• [REQUIRED TASK] Print the entire listing. Each line must match the original exactly.

(Named-object pointing records)
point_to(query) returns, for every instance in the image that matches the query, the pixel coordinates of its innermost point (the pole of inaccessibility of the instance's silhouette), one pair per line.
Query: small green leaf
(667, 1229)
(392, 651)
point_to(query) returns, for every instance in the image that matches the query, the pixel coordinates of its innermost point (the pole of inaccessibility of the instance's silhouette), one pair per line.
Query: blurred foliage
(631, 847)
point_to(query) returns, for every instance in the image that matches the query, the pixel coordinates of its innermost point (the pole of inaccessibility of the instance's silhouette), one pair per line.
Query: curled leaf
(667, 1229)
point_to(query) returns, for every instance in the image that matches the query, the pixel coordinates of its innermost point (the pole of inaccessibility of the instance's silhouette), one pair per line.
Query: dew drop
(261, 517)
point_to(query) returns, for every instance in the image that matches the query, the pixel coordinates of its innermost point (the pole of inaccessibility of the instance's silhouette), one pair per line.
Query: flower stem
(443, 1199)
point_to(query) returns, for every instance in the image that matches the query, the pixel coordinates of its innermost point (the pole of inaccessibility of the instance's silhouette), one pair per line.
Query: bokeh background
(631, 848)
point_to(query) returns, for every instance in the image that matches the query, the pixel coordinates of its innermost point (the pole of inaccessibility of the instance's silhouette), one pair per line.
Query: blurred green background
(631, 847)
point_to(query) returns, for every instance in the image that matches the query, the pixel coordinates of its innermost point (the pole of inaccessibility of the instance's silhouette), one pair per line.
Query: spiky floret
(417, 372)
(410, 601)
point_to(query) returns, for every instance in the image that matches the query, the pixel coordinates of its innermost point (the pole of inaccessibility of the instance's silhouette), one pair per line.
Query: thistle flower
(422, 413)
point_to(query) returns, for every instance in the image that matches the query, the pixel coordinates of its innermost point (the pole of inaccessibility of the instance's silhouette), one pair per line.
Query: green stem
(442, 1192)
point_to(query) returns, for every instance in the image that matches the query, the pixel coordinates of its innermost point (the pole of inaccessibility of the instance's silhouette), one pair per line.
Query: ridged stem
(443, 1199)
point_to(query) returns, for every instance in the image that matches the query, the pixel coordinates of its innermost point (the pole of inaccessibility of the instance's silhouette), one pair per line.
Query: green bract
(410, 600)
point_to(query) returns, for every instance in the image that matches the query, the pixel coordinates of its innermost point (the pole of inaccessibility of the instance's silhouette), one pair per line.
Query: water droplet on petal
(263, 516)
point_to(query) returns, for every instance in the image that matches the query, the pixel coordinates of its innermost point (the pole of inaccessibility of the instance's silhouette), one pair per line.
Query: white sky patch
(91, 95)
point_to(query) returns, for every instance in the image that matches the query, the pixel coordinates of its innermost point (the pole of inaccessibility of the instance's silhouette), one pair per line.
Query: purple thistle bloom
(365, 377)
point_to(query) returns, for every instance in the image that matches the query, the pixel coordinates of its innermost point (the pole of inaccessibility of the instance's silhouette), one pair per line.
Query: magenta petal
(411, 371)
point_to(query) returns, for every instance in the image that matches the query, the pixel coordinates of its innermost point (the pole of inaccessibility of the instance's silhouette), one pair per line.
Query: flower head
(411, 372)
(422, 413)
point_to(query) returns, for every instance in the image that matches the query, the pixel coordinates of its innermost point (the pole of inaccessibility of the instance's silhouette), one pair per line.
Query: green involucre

• [PROBLEM SOLUTION]
point_to(query) returns, for every instance in the image that matches the query, the pixel coordinates of its innermost point (the pole of inaccessibility of the instance's silhouette), one pair per line.
Query: small green leaf
(667, 1229)
(392, 651)
point_to(query) returns, for every instance in the image that matches the query, the pixel coordinates of its innermost point (the pole of inaccessibility of the instance's silhouette), one pair per line.
Query: blurred foliage
(631, 847)
point_to(query) returns, for every instance in the image that matches the query, the pixel coordinates of its innermost point (the pole of inaccessibility of the instance's silhouette), one pair per line.
Query: curled leaf
(667, 1229)
point_to(query) returns, for every instance in the image that matches the query, the pixel coordinates of its innermost point (the pole of inaccessibility of the instance's silhouette), one pair per line.
Query: dew drop
(261, 517)
point_to(query) returns, for every instance in the image that matches the query, the pixel coordinates of its innermost point (the pole of inaccessibility of the instance's silhouette), one pair per line.
Query: flower stem
(443, 1199)
point_to(query) returns, for every instance in the image that matches the query, the pixel coordinates of its innermost point (the pole of inaccessibility of the instance's silhouette), one pair per line.
Query: bokeh background
(631, 848)
point_to(query) returns, for every instance in the image that matches the query, the pixel coordinates of its innermost point (the pole of inaccessibility of the instance's silhouette), one pair per line.
Query: blurred green background
(631, 847)
point_to(query) returns, for every instance in the image that matches the query, the pixel coordinates of its innermost point (the pole of inaccessibility of the instance's silhouette), one pair per line.
Query: spiky floret
(417, 372)
(410, 601)
point_to(query) returns, for every instance in the image that matches the query, the pixel coordinates of its innermost point (the pole of inaccessibility of the instance's silhouette), one pair per line.
Query: thistle flower
(422, 413)
point_to(query) returns, for every instance in the image that matches the query, the pixel coordinates of its innermost point (the pole of inaccessibility of the instance's silhouette), one pair per line.
Query: green stem
(442, 1192)
point_to(query) returns, for every instance in the image that matches the query, the pixel coordinates of its innermost point (the pole of inaccessibility of the instance's silhouette), one pair per line.
Query: ridged stem
(443, 1199)
point_to(query) returns, for every instance in the image that matches the query, the pixel coordinates of its innermost point (the pole of inaccessibility of the instance's silhouette), one pair per line.
Query: green bract
(410, 600)
point_to(query) returns, for every instance in the image that matches the query, the pixel coordinates of its innermost point (the pole of inaccessibility of the instance's silhouette), one pair per line.
Query: water droplet on petal
(263, 516)
point_to(query) returns, for every instance in the image that matches the query, the pixel coordinates of its innermost point (the pole of inaccessibility of the instance's silhouette), one pair per line.
Query: white sky patch
(91, 95)
point_to(query) returns, for every instance in the image that matches the query, the pixel coordinates of its innermost point (the pole of inaccessibility of the instance's silhouette), one pair per line.
Query: purple thistle bloom
(365, 377)
point_to(query) returns, for every instance in the image that matches the query, the pixel coordinates of its innermost point (the pole of inaccessibility of the instance's silhouette), one pair per line.
Query: magenta petal
(411, 371)
point_to(query) returns, for every instance in the image that matches the query, the pixel coordinates of its innermost point (the pole of inaccessibility of the instance's silhouette), one pair per line.
Query: flower head
(411, 372)
(422, 413)
point_to(query) returns, for every instance in the image that matches the query, the pixel coordinates of its innermost point (the pole of inaccessibility of the instance's silhouette), one pair per line.
Query: green involucre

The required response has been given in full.